Problem requirements: Rewrite every line, requests included, starting with the line that contains "Would you mind tagging the rat's hind" and going on through the last line of the entries, and shift each point coordinate in the answers by adding -134 to it.

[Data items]
-=-=-
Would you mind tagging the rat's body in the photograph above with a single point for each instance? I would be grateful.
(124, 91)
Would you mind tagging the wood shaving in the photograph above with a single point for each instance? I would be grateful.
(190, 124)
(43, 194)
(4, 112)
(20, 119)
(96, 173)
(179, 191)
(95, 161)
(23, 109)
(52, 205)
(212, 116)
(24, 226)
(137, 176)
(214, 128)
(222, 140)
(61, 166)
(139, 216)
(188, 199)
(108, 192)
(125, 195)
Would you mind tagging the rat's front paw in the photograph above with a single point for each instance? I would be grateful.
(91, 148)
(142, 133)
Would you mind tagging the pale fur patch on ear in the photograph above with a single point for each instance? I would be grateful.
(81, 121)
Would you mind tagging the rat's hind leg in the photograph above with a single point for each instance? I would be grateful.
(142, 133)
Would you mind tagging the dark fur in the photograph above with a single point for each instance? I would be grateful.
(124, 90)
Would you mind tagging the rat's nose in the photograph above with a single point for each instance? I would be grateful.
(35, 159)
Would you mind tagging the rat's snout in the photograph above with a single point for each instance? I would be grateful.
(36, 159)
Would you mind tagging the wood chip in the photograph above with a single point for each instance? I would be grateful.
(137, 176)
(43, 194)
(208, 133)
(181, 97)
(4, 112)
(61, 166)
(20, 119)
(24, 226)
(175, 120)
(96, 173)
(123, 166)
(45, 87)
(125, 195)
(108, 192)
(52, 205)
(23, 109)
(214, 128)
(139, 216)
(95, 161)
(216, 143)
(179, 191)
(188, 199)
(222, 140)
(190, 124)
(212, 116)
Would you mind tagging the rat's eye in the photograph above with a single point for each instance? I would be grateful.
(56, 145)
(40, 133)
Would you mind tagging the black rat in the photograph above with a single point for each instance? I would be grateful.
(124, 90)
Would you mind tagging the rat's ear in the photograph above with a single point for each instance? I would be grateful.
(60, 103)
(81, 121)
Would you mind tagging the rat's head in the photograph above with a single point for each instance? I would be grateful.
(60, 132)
-=-=-
The reply:
Would you mind tagging the rat's hind leg in the photograph above with a single point for each instance? I would be grateful.
(8, -1)
Would you mind tagging the dark fur in the photograph above with a single point for each instance? I would be grateful.
(-10, -44)
Would you mind tagging the rat's nose in the photograph above with a single point for each instance? I would be grateful.
(-99, 25)
Would you mind tagging the rat's snout in the photograph above with a single point for each instance? I would be grateful.
(-98, 25)
Would you mind tagging the wood chip in the photograph above with a single point for each instance? I would be grateful.
(3, 42)
(-91, 60)
(74, -1)
(47, -37)
(-130, -22)
(-73, 32)
(-114, -15)
(-110, 92)
(41, -14)
(-38, 39)
(-11, 32)
(-89, -47)
(-9, 61)
(-26, 58)
(-82, 71)
(-111, -25)
(80, -6)
(5, 82)
(-39, 27)
(82, 9)
(45, 57)
(54, 65)
(88, 6)
(56, -10)
(78, -18)
Would you mind tagging the rat's eye in the photograph above with a single point for each instance? I would be grateful.
(-78, 11)
(-94, -1)
Would you mind tagging the black rat in the photograph above with a single point for each instance? I would be grateful.
(-10, -44)
Would you mind tagging the rat's ear in the photograph above with a single point for each instance? I would be grateful.
(-74, -31)
(-53, -13)
Would you mind tagging the rat's head in the photograph above with a single point for each instance? I would be grateful.
(-74, -2)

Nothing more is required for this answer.